## [Problem requirements]
Copy every item below word for word, but leave the pictures out.

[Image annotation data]
--------------------------------------------------

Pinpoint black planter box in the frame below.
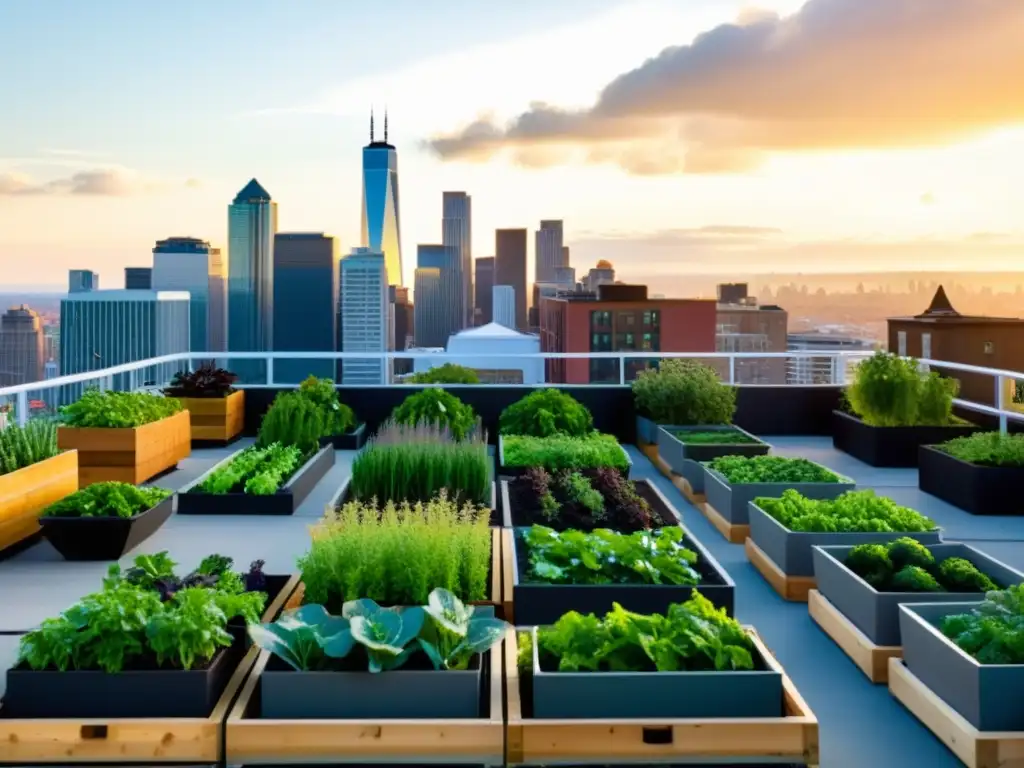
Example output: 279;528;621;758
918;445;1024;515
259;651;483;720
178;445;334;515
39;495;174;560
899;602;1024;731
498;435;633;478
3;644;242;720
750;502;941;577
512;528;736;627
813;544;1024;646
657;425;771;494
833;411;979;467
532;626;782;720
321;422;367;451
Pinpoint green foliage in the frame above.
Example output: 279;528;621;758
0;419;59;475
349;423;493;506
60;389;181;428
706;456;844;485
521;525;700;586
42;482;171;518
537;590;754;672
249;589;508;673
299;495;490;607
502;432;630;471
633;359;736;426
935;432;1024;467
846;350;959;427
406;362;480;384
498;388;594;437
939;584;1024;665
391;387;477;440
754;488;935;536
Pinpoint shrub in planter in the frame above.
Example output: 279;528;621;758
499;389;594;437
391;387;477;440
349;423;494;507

--------------------------------------------------

## [Response]
Pinpoint black planter box in the frame below.
Example output: 279;528;621;758
918;445;1024;515
259;651;483;720
178;445;334;515
39;495;174;560
899;602;1024;731
498;435;633;478
3;644;242;720
750;502;941;577
512;528;736;627
813;544;1024;646
657;425;771;494
833;411;979;467
532;626;782;720
321;422;367;451
Pinpoint green foliage in the frame above.
Example output: 279;528;621;758
0;419;59;475
349;423;493;506
60;389;181;428
706;456;844;485
521;525;700;586
42;482;171;518
537;590;754;672
249;589;508;673
299;495;490;607
502;432;630;471
633;359;736;426
935;432;1024;467
846;350;959;427
406;362;480;384
498;388;594;437
939;584;1024;665
391;387;477;440
754;488;935;536
Pinpoint shrub in planter in the frame above.
Example output: 279;528;621;758
499;389;594;437
391;387;477;440
349;423;494;507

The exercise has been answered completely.